◆ **Page excerpt**:
-----

‘The Bigger, The Better’. Everything between a quintet and a big band. A random anthology of recordings of jazz groups consisting of more than five members.
So, you can think a lot of tunes on this playlist bare no musical or historical significance. But that’s not the case. Oliver Nelson’s Blues And The Abstract is considered a true masterpiece and the tune Stolen Moments a sparkling gem. Miles Davis’ Birth Of The Cool is a milestone in jazz. Also, all albums by Charles Mingus are compulsory listening for music lovers.
Handpicked by Didi Hardenberg, who wrote some very fine liner notes to go along with it.
Oliver Nelson (tenorsax) – Stolen Moments (album: Blues And The Abstract Truth)
‘En als dan in Stolen Moments na het prachtig verzorgde thema, op 1 minuut 23 Hubbard zijn trompet aan de mond zet en begint te spelen, krijg je echt even kippenvel. Steeds opnieuw, elke noot op het juiste moment, 8 minuten en 42 seconden lang. Mooi ook hoe daarna Dolphy (dwarsfluit) en Oliver Nelson zelf (tenorsax) elkaar opvolgen. Ook Nelson blaast hier een van zijn sterkste solo’s ooit.’
(Gijsbert Kamer, De Volkskrant, 7 juli 2015)
Art Pepper (altsax) + Eleven – Opus de Funk/Walkin’ (album: Modern Jazz Classics)
‘This album and the earlier Art Pepper Meets the Rhythm Section are surely the two most important sessions in Pepper’s entire recording career.’ (www.concord.com)

-----

◆ **Stored data**:
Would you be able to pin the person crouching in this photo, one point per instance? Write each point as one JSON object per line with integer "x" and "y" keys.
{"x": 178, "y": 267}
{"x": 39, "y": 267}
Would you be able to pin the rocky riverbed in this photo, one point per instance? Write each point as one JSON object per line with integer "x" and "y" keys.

-----

◆ **Jobs**:
1: On the jazz playlist page, who picked the recordings and wrote the liner notes?
2: Turn the paragraph of the jazz playlist page that begins "So, you can think" into a short bulleted list that keeps its main facts.
3: Carry on the jazz playlist page from its last line.

◆ **Outputs for the tasks**:
1: Didi Hardenberg

2:
- Many tunes on the playlist may seem to lack musical or historical significance, but that is not the case.
- Oliver Nelson's Blues And The Abstract is considered a true masterpiece, and the tune Stolen Moments a sparkling gem.
- Miles Davis' Birth Of The Cool is a milestone in jazz.
- All albums by Charles Mingus are compulsory listening for music lovers.

3:
However, instead of the usual well-worn standards that were the mainstay of West Coast swingers, Marty Paich (arranger) fashioned charts from relatively new compositions by jazz artists such as Monk, Gillespie, and Mulligan. All of these songs, generally more associated with smaller units, are inventively arranged for the big band format. Paich balances peppy horn riffs with open spaces that allow Pepper room to soar.
(David Rickert, www.allaboutjazz.com, 2003)
‘No fun, het leven van die man. Gevangenis in, gevangenis uit, tot en met San Quentin, scoren, cold Turkeys, dealers en kit, vrouwen, lijken in kamers, zogenaamde vrienden, verraad en vlagen van acute paranoia… nee, leuk is anders.’ (Jules Deelder, Jazz, 1992)
Johnny Hodges (altsax) – Gal From Joe’s
Johnny Hodges with Billy Strayhorn and the Orchestra was reviewed by Don DeMichael in the June 7, 1962 edition of Downbeat. DeMichael called the album “…among the best Ellingtonia issued in the last year”, writing that Hodges “tosses off phrases buttery in mellowness, fat with the milk of maturity and the honey of imagination.” (Wikipedia)
Charles Mingus – Cryin’ Blues/Better Git It in Your Soul
Charles Mingus (1922-1979) was een gigant van de jazz en een van de meest kleurrijke en levendige persoonlijkheden. Zoals bleek uit zijn autobiografie Beneath The Underdog, maar ook uit vele ooggetuigeverhalen van anderen. Hij werd ooit opgeleid als cellist en trombonist, maar koos later gelukkig maar voor de bas, terwijl hij ook als pianist tot veel expressie in staat was. Nog belangrijker wellicht is zijn status als componist en (nogal krachtdadig) bandleider. Een experimentator die het contact met het publiek nooit verloor.
Cryin’ Blues (album: Blues & Roots)
Cryin’ Blues is a blues without the usual tonic, sub-dominant, Booker Ervin (tenorsax) opens with the group. After the bass solo, Horace Parlan solos on piano, and Jackie McLean (altosax) plays with the ensemble on the out chorus. (from the original liner notes of the album Blues & Roots)
Better Git It in Your Soul (album: Mingus Ah Um)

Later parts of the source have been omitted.